Qui est l'homme qui aimait les chiens? Car personne ne les déteste dans ce roman. Ni Trotski, éternel errant, explorant chaque interstice du piège qui se referme sur lui pour exister encore politiquement, tandis que Staline écrabouille ceux qui le soutiennent encore, et d'abord ses enfants. Ni Ramón Mercader, idéaliste aux idéaux agonisants, qui tue Trotski comme Lorenzaccio tue Philippe de Médicis, parce qu'il n'est plus que ce meurtre pour justifier sa propre existence. Ni Iván l'écrivain d'autant plus raté qu'il n'écrit plus depuis que l'art doit être le fer de lance de la révolution.
« L'homme qui aimait les chiens » est d'abord une nouvelle de Chandler qui donna son nom à un prix que Padura obtint quelques années avant la parution de ce roman. le braqueur à l'origine de ce titre justifie ses crimes par l'amour qu'il voue à une tendre jeune fille. « Elle n'était plus là, dis-je. Tu étais juste assoiffé de sang. Et si tu n'avais pas gardé ce chien jusqu'à ce qu'il tue un homme, ton protecteur n'aurait pas été poussé par la peur à te dénoncer.

**DONNÉES FOURNIES**
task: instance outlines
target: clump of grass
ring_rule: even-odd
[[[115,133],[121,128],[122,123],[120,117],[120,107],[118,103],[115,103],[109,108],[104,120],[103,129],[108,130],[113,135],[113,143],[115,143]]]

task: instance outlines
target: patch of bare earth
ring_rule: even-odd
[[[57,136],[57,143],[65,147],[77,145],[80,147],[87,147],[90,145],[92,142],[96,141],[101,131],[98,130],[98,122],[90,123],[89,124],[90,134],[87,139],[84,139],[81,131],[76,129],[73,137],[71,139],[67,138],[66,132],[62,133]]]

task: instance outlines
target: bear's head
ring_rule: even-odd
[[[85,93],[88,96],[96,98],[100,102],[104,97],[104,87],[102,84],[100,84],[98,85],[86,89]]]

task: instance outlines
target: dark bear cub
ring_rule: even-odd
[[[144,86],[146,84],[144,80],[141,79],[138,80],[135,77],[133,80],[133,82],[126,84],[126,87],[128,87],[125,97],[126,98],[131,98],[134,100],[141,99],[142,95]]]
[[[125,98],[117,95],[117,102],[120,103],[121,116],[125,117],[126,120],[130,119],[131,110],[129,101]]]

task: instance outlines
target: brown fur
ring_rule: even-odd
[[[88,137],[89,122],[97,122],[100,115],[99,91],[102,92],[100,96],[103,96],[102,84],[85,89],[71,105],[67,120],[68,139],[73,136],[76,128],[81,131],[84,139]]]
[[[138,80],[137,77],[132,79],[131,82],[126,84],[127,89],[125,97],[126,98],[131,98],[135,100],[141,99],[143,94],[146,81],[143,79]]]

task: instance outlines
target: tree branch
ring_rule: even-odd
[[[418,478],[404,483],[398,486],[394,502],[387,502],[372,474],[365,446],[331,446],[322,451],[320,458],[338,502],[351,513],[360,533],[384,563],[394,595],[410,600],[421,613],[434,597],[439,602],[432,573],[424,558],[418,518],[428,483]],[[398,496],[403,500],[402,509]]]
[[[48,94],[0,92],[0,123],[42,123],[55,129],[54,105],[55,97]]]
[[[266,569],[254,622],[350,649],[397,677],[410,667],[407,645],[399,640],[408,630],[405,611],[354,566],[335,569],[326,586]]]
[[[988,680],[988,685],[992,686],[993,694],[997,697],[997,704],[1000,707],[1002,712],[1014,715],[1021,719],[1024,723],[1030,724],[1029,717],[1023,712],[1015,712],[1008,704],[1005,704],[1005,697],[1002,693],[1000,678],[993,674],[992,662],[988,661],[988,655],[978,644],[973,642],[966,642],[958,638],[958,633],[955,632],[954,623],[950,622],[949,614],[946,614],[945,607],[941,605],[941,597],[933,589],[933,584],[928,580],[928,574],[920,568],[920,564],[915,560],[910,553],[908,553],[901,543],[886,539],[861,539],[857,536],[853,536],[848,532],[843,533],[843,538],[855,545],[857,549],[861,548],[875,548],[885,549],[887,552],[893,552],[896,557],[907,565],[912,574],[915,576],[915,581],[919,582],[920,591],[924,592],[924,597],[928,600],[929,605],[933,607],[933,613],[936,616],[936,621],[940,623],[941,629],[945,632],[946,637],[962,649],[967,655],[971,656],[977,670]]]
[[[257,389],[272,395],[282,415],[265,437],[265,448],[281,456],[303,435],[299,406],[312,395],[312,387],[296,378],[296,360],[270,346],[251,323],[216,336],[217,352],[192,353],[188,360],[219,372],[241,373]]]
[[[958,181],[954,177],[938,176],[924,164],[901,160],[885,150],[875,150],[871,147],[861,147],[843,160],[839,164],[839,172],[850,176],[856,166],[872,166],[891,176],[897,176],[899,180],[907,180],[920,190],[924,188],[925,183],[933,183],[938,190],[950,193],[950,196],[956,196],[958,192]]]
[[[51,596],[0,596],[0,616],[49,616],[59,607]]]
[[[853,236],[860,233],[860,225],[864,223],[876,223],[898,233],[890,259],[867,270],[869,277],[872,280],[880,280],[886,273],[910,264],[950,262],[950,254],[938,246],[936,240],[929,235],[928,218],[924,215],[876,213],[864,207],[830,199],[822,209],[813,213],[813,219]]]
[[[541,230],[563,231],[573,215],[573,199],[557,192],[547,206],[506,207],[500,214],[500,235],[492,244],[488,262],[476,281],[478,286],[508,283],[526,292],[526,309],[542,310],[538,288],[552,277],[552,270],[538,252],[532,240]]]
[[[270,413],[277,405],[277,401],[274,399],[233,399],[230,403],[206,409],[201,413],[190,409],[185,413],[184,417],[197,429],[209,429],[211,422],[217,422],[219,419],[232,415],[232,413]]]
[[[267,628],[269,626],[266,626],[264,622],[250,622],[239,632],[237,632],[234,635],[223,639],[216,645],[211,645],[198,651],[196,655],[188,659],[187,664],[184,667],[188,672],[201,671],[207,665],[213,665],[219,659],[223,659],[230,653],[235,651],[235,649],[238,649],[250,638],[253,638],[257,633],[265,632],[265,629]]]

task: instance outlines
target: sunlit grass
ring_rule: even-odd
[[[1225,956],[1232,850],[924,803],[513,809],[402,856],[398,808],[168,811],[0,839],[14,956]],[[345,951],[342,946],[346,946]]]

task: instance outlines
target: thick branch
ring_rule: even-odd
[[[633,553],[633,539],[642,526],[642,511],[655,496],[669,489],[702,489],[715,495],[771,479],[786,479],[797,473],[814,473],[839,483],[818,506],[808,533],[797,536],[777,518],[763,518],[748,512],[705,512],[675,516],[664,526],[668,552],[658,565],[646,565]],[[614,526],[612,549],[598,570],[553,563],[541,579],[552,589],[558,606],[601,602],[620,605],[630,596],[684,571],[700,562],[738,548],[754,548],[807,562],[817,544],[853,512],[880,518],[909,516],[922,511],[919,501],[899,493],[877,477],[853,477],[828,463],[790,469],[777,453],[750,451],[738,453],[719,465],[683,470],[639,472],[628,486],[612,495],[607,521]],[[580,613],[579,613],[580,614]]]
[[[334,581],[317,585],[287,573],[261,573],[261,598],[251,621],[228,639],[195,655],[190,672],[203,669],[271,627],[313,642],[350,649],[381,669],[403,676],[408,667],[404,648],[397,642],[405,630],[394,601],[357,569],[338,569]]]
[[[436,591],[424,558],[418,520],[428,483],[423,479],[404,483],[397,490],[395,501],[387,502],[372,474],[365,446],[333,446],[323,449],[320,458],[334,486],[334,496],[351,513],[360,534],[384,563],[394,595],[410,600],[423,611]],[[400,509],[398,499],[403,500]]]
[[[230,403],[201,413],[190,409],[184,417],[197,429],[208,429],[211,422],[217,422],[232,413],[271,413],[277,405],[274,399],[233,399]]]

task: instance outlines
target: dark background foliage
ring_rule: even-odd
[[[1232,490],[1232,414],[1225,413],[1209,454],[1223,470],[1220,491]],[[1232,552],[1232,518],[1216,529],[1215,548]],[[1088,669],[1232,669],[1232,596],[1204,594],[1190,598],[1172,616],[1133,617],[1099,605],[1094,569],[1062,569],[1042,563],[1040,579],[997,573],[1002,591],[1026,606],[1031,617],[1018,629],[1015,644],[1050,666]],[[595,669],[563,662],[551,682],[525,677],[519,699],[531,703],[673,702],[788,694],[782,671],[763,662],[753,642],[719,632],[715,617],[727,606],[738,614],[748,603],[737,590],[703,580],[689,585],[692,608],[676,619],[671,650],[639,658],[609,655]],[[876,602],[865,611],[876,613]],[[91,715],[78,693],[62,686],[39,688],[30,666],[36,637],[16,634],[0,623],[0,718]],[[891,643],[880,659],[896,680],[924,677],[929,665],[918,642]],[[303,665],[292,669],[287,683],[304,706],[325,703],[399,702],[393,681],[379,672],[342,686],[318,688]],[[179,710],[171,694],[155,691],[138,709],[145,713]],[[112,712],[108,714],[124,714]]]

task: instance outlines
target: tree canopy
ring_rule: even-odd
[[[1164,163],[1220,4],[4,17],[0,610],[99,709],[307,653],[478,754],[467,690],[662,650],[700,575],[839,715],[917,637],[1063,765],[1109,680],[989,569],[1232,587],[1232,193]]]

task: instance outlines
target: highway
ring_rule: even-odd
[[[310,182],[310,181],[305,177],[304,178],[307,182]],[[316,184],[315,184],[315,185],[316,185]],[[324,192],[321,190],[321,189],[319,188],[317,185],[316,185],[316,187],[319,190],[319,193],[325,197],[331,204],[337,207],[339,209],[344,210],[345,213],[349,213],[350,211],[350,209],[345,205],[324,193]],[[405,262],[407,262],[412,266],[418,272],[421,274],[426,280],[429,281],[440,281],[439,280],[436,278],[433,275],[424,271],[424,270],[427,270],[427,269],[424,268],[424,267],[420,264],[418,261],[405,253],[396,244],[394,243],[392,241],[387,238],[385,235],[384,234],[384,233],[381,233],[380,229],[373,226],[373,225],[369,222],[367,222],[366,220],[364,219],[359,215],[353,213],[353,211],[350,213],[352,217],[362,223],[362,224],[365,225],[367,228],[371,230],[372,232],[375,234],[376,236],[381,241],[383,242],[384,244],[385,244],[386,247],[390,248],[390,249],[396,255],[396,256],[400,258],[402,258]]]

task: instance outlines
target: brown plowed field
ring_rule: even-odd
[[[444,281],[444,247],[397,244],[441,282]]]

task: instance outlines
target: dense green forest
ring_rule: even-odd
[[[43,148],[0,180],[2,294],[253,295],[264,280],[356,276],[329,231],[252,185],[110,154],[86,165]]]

**OBJECTIF DE L'EXERCICE**
Réécrivez tout ce qui va de « Qui est l'homme » jusqu'à « de la révolution. » dans l'extrait sur le roman, en remplaçant « Staline » par « le dictateur ». Les données proviennent d'une source distincte de l'extrait.

**SOLUTION**
Qui est l'homme qui aimait les chiens? Car personne ne les déteste dans ce roman. Ni Trotski, éternel errant, explorant chaque interstice du piège qui se referme sur lui pour exister encore politiquement, tandis que le dictateur écrabouille ceux qui le soutiennent encore, et d'abord ses enfants. Ni Ramón Mercader, idéaliste aux idéaux agonisants, qui tue Trotski comme Lorenzaccio tue Philippe de Médicis, parce qu'il n'est plus que ce meurtre pour justifier sa propre existence. Ni Iván l'écrivain d'autant plus raté qu'il n'écrit plus depuis que l'art doit être le fer de lance de la révolution.